**Questions to answer**
A) From the project overview, list every post title in the list that begins with the word "Routing".
B) Reproduce the stretch of the project overview from "Baritone Body - Project" through "guitar into stereo.".

**Text provided**
Tuesday, July 3, 2007

Baritone Body - Project Overview

This is my first project. My task was to build a new body to use w/ a Warmoth baritone neck that I originally had on a MiM Fender Telecaster. The pickups are Mighty Mite p90s, which I can turn on and off w/ push/pull pots. Another push/pull pot allows me to switch the guitar into stereo.

Here are the posts, in chronological order:

Baritone Body

The Most Unsmoothest Cut
Rough Cuts on the Templates
Some Sanding
Neck Pocketing
The Pickups
Further Neck Pocketing
Routing--Stage One
Routing--Stage Two
Routing--Stage Three
Finishing the Templates (Finally)
Routing--Stage Four
Four Holes in the Neck
Neck Holes, Bridge Holes and Jack Holes Too
The Hall of Shame
Stained and Confused
A Less Painful Stain
Staining Update
Stained, Not Cleared.
Harnessing Up - Part One
Force Shields
Harnessing Up - Part Two
I'd Be Finished If I Didn't Screw Everything Up
The Flood and the Fixes
The Un-Baritone Body

Overall, I count the project as a success. Definitely a first attempt but none of the errors I made make it any less fun to play and I'm assuming they have at most a minimum impact on the sound. Nevertheless, here is what I will do differently next time:

  • Make a better template for the neck pocket. Just gotta be a little more patient. I spent plenty of time on this one but I rushed it.
  • Make templates for individual parts--one for the neck pocket, one for the pickup, one for the control cavity, etc.. Goes right along w/ the first one. These things take a long time to build so it will be nice to have ones for, say, p90s that aren't part of the guitar template so I don't have to be ever remaking them.

**Dataset**

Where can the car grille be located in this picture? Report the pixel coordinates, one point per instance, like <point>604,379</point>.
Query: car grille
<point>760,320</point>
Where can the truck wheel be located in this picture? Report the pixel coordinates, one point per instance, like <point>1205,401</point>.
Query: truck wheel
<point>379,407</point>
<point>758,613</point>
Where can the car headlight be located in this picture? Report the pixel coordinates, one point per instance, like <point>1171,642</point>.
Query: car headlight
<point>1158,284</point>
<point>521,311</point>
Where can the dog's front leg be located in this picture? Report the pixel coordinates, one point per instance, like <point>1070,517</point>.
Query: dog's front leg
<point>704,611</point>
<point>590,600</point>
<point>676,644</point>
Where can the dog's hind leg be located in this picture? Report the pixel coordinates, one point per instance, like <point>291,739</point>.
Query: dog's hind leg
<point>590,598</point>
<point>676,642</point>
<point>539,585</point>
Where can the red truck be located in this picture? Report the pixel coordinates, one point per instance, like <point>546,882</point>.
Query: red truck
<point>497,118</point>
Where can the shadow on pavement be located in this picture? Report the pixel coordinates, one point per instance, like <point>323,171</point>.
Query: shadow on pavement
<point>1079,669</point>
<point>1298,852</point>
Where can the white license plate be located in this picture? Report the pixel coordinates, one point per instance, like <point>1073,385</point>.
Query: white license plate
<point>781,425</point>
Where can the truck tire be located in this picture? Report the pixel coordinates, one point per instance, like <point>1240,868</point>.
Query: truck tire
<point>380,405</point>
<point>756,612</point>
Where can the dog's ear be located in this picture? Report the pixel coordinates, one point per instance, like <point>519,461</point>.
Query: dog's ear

**Answer list**
A)
Routing--Stage One
Routing--Stage Two
Routing--Stage Three
Routing--Stage Four

B)
Baritone Body - Project Overview

This is my first project. My task was to build a new body to use w/ a Warmoth baritone neck that I originally had on a MiM Fender Telecaster. The pickups are Mighty Mite p90s, which I can turn on and off w/ push/pull pots. Another push/pull pot allows me to switch the guitar into stereo.